#### [COSA FARE]
Prosegui il testo sul provvedimento del Garante per la protezione dei dati personali, riprendendo subito dopo l'ultima frase riportata.

Un provvedimento ricco di contenuti utili
Visioni
Ph. Linda Traversi / Visioni

1. Riflessioni e indicazioni pratiche

Il Garante per la protezione dei dati personali (“Garante”) ha recentemente emesso un provvedimento nei confronti di un Comune dal quale emergono importanti spunti di riflessione e indicazioni pratiche su aspetti di primaria importanza in ambito data protection, in particolare, in merito a:

  1. definizione di dato personale e concetto di identificabilità indiretta;
  2. nozione di dati personali relativi a condanne penali e reati;
  3. ruolo del Data Protection Officer (“DPO”) come misura di sicurezza e legittimo affidamento del titolare del trattamento rispetto alle indicazioni ricevute dal primo.

Nonostante l’ambito pubblico del citato provvedimento, le riflessioni che seguono hanno rilievo anche per il settore privato.

Dal provvedimento che passiamo in rassegna possono trarsi spunti e indicazioni utili per diverse categorie di interessati: titolari del trattamento (pubblici o privati), consulenti, operatori del settore in generale e, soprattutto, DPO.

Di seguito le considerazioni che riteniamo più rilevanti:

nozione di “dato personale” e identificabilità indiretta - dall’istruttoria condotta dall’Autorità emerge chiaramente quanto il concetto di “dato personale” – come definito all’articolo 4.1) del GDPR – abbia portata ampia, tale da ricomprendere nella definizione anche le sole iniziali della dipendente interessata, per il fatto di essere anche solo potenzialmente identificabile da un numero indefinito di soggetti (quali i colleghi di lavoro, i familiari e i conoscenti della dipendente). La sola possibilità concreta che tali soggetti possano identificare l’interessata in via indiretta, mediante la correlazione e la combinazione di informazioni disponibili o la deduzione, comporta infatti l’estensione della nozione di dato personale anche alle iniziali del nome e del cognome della dipendente. Si parla in questo caso di “identificabilità indiretta” del soggetto al quale appartengono i dati, elemento da tenere in debita considerazione quando si è in dubbio se l’oggetto del trattamento sia o meno un dato personale;

nozione di dati personali relativi a condanne penali e reati - non vi è nel GDPR una definizione specifica di “dati personali relativi a condanne penali e reati” (come avviene per i dati personali in generale), tuttavia il provvedimento in oggetto (così come altri adottati in passato dal Garante) consente di comprendere quale sia la portata della nozione di tali dati. Anche in questo caso la linea interpretativa è estremamente ampia e, in parte, funge da guida il precedente concetto di “identificabilità indiretta”. Il Garante, nel caso di specie, ha ritenuto che le determinazioni oggetto del ricorso al TAR – citate nell’oggetto dell’Atto di incarico pubblicato sull’albo pretorio online – rientrassero nella nozione di “dati personali relativi a condanne penali e reati”, perché rendevano nota la circostanza che la dipendente era stata esclusa dalla procedura selettiva per carenza dei requisiti specifici relativi all’assenza di condanne penali e procedimenti pendenti a carico. La linea interpretativa del Garante si indirizza chiaramente verso una nozione ampia di tali dati, indipendentemente dal fatto che siano fornite o raccolte informazioni specifiche sul tipo di reato o sugli estremi del procedimento penale. Pertanto, perché si possa parlare di dati relativi a condanne penali e reati appare sufficiente che, nell’ambito di un contesto specifico, sia possibile la mera associazione tra una persona fisica identificabile (anche indirettamente) e una vicenda di natura giudiziaria a carattere penale che la riguardi.

#### [MATERIALE FORNITO]
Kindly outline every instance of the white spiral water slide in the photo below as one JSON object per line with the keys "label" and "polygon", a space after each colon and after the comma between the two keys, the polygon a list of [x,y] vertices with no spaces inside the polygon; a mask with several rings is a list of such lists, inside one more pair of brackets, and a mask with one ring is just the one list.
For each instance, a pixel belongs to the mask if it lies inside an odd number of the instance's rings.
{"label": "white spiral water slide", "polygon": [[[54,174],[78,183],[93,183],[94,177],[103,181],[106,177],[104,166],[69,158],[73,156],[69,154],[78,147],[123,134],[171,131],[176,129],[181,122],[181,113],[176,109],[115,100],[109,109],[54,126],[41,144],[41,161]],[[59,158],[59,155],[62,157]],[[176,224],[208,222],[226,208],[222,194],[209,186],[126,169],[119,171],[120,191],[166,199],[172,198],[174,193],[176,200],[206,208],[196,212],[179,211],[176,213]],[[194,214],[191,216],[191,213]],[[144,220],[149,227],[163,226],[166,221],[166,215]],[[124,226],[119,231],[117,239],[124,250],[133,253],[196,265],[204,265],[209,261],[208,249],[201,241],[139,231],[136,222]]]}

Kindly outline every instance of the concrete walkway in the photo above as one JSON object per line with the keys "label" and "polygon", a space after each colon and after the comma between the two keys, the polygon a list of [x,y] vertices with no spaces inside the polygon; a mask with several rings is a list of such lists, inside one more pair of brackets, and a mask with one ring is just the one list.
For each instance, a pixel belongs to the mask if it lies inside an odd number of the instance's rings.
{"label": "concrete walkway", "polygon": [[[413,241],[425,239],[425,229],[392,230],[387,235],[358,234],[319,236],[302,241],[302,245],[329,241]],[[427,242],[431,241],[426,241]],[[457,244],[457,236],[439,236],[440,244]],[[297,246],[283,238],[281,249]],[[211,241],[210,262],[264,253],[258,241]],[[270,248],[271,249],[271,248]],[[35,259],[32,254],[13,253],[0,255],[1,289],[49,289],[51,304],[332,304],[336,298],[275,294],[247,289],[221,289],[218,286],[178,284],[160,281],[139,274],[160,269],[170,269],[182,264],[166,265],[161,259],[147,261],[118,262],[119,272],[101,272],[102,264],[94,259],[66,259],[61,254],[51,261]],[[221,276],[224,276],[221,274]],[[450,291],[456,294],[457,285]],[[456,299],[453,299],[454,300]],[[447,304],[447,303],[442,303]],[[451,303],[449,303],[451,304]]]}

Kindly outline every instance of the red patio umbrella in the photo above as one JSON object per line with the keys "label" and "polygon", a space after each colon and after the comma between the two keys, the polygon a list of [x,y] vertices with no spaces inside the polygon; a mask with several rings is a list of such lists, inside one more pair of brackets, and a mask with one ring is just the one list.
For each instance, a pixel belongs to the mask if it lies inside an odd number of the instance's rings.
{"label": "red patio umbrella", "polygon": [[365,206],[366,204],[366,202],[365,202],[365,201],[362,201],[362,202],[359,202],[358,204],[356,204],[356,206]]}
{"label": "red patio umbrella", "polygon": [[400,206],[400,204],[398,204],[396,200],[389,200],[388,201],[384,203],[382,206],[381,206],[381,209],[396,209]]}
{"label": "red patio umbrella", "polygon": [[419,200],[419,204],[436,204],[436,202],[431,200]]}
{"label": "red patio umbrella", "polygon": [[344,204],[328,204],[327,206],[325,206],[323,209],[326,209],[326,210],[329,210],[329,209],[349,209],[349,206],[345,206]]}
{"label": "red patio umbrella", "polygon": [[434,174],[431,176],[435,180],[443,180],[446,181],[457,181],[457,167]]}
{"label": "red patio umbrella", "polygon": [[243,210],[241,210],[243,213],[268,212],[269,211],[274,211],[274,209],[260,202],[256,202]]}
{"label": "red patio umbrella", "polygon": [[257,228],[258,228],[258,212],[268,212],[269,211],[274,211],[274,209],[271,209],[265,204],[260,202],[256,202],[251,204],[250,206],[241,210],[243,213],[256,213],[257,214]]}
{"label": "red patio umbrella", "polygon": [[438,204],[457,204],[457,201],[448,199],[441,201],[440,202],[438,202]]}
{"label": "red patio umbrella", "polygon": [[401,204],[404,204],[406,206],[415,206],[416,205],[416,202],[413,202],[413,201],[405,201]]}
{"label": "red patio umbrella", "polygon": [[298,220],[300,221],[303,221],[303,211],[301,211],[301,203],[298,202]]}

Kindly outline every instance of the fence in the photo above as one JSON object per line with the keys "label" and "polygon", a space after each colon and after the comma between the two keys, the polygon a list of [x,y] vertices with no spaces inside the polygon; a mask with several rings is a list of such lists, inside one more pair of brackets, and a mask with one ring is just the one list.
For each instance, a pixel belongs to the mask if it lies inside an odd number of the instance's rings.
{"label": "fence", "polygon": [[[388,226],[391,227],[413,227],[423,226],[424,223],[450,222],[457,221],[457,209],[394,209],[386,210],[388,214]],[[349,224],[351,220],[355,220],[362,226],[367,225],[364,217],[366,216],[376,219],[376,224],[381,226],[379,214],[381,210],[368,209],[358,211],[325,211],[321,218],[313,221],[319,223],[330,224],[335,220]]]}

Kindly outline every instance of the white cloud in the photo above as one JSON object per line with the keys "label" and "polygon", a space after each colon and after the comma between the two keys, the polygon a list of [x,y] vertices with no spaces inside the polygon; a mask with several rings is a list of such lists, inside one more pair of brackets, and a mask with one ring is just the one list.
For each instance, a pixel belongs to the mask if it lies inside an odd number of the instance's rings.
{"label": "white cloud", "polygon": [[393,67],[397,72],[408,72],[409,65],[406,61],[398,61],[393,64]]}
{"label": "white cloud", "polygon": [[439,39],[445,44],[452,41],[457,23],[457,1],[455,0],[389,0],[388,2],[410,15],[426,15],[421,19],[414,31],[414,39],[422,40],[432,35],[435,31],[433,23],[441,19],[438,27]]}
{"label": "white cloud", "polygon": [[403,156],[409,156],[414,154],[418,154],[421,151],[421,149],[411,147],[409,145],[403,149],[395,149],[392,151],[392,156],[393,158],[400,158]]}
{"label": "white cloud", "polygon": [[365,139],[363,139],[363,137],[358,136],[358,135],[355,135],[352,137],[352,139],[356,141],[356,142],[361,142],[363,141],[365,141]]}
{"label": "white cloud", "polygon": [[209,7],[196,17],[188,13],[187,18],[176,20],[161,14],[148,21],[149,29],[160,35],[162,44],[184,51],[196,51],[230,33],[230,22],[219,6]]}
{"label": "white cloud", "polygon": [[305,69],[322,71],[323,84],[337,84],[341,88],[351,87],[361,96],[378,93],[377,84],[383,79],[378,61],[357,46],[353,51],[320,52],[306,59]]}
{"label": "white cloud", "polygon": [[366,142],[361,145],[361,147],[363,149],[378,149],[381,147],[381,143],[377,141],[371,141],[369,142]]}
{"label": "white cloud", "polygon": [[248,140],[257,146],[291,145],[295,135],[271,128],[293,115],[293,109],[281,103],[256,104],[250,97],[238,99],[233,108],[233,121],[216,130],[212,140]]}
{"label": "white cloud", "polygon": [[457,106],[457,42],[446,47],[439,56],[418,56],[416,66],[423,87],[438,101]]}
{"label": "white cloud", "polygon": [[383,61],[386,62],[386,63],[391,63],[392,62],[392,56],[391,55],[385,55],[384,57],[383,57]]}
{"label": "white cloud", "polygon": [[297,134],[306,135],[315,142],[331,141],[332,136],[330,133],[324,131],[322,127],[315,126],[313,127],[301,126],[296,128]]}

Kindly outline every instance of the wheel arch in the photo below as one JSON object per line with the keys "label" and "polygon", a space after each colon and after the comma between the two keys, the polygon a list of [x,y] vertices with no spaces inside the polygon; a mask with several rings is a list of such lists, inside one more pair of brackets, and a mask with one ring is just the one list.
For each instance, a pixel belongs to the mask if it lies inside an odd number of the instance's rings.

...

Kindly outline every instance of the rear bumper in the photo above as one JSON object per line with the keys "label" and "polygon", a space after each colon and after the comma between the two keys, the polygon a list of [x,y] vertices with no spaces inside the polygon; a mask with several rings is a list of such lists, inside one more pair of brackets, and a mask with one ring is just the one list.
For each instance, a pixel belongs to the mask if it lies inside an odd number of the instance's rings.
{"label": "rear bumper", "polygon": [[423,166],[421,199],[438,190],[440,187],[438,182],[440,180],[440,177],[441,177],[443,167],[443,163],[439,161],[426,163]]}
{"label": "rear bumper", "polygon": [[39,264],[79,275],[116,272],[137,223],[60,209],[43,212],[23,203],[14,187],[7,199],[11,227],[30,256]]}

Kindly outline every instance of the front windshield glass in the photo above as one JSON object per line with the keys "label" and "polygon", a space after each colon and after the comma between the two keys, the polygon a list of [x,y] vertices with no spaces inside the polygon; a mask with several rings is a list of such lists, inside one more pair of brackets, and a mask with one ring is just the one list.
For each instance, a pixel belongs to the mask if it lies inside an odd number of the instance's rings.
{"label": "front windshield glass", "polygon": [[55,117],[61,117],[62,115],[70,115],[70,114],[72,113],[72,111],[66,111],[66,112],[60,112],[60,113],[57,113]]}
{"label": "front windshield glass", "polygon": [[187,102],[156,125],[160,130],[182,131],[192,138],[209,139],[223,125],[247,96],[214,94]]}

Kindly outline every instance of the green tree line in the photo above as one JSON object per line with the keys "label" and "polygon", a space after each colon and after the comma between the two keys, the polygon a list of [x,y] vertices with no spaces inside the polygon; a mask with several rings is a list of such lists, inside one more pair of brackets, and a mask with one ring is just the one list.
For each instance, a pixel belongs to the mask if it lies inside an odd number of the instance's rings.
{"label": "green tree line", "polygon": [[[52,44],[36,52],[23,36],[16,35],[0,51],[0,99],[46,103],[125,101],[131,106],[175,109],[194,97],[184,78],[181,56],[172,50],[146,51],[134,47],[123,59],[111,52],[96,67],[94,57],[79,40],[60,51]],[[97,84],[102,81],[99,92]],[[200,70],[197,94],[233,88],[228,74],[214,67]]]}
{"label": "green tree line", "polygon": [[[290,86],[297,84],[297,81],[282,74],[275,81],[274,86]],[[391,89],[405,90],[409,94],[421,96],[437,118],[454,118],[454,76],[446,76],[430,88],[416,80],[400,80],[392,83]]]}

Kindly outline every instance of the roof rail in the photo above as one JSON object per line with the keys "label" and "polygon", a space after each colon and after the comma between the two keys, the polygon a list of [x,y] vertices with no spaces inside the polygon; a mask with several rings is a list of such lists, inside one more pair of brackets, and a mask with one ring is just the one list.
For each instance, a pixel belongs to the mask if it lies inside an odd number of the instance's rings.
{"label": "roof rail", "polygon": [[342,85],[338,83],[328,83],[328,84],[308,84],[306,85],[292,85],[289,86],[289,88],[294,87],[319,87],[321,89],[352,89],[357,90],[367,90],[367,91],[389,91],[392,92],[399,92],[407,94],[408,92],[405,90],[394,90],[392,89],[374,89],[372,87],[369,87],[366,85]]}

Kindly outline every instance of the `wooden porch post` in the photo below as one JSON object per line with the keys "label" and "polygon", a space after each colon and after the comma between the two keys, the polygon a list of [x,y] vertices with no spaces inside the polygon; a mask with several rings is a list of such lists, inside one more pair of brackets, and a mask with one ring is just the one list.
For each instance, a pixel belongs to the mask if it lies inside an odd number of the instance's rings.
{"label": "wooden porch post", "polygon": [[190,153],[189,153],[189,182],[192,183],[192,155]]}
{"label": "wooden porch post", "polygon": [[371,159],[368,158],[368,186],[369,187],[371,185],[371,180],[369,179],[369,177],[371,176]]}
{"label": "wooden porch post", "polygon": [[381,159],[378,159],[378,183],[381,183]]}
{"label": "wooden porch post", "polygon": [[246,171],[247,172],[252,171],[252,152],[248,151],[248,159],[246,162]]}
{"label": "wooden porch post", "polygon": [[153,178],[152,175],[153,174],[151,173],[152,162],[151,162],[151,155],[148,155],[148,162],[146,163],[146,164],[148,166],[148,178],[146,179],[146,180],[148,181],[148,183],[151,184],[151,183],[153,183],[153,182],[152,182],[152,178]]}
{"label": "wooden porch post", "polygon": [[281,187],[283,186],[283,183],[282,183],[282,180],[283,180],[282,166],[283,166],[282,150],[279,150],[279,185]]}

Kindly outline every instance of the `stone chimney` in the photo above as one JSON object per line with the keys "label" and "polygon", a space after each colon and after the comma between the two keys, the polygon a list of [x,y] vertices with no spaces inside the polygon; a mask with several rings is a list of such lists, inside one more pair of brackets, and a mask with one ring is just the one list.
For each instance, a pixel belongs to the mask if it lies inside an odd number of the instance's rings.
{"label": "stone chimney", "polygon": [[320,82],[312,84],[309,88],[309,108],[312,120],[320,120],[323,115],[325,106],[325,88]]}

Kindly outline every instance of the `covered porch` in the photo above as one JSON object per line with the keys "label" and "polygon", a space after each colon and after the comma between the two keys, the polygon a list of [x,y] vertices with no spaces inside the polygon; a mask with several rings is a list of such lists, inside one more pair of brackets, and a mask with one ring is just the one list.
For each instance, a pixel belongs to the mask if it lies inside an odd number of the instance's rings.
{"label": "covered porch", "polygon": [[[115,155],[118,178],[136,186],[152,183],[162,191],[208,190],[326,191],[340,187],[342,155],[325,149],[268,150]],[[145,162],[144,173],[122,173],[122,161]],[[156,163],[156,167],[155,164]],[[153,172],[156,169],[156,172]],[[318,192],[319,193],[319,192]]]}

==

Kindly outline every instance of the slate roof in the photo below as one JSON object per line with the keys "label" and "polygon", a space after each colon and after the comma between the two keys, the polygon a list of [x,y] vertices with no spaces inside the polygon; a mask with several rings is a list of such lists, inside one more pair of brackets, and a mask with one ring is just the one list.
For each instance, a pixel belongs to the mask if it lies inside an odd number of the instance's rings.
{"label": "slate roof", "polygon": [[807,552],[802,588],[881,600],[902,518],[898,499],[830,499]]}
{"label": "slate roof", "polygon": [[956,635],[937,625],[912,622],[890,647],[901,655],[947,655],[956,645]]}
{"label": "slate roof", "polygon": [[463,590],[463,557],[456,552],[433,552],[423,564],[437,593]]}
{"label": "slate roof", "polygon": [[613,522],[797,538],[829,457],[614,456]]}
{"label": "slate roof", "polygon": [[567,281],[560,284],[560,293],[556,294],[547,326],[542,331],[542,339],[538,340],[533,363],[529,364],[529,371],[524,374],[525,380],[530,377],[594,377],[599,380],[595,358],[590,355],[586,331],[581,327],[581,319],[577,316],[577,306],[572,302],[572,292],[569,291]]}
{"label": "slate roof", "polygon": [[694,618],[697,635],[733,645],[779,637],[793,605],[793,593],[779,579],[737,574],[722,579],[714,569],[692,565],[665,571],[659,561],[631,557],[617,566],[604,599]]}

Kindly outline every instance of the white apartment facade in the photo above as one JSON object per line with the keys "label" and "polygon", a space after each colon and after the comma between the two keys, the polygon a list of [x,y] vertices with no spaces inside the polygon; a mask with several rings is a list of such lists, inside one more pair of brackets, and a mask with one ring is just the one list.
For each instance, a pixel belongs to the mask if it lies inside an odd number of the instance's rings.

#### [RISPOSTA QUI SOTTO]
ruolo del DPO e legittimo affidamento del titolare - altro passaggio del provvedimento che rappresenta un importante spunto di riflessione è quello relativo alla “quantificazione ridotta” della sanzione effettuata dal Garante sulla base del fatto che il Comune aveva richiesto il parere del proprio DPO prima di pubblicare gli atti amministrativi citati, ottenendo da quest’ultimo il benestare – almeno in un primo momento – sulla legittimità dell’utilizzo delle iniziali del nome e cognome della dipendente. La posizione del Garante non è di poco conto, soprattutto nel passaggio in cui testualmente afferma che: “[…] si è tenuto favorevolmente atto che il Comune di Greve in Chianti aveva provveduto a coinvolgerei il proprio – DPO – e a conformarsi in buona fede al parere dello stesso.”.

 

2. Il caso

Una dipendente di un piccolo Comune toscano – assunta mediante procedura di selezione per dipendenti della PA a copertura di un solo posto presso l’Ente – è stata licenziata, dopo anni di servizio, perché da un’indagine condotta dall’Ufficio Procedimenti Disciplinari del Comune è emerso che, al tempo della selezione, la dipendente non aveva i requisiti richiesti per ricoprire la posizione lavorativa, ovvero: assenza di condanne penali e procedimenti penali in corso.

In particolare, ad avviso del Comune, la dipendente avrebbe partecipato alla selezione pur avendo un procedimento penale in corso e avendo ottenuto a suo carico una sentenza di condanna penale non definitiva, nonostante il rilascio dell’autocertificazione con la quale dichiarava di possedere i requisiti richiesti.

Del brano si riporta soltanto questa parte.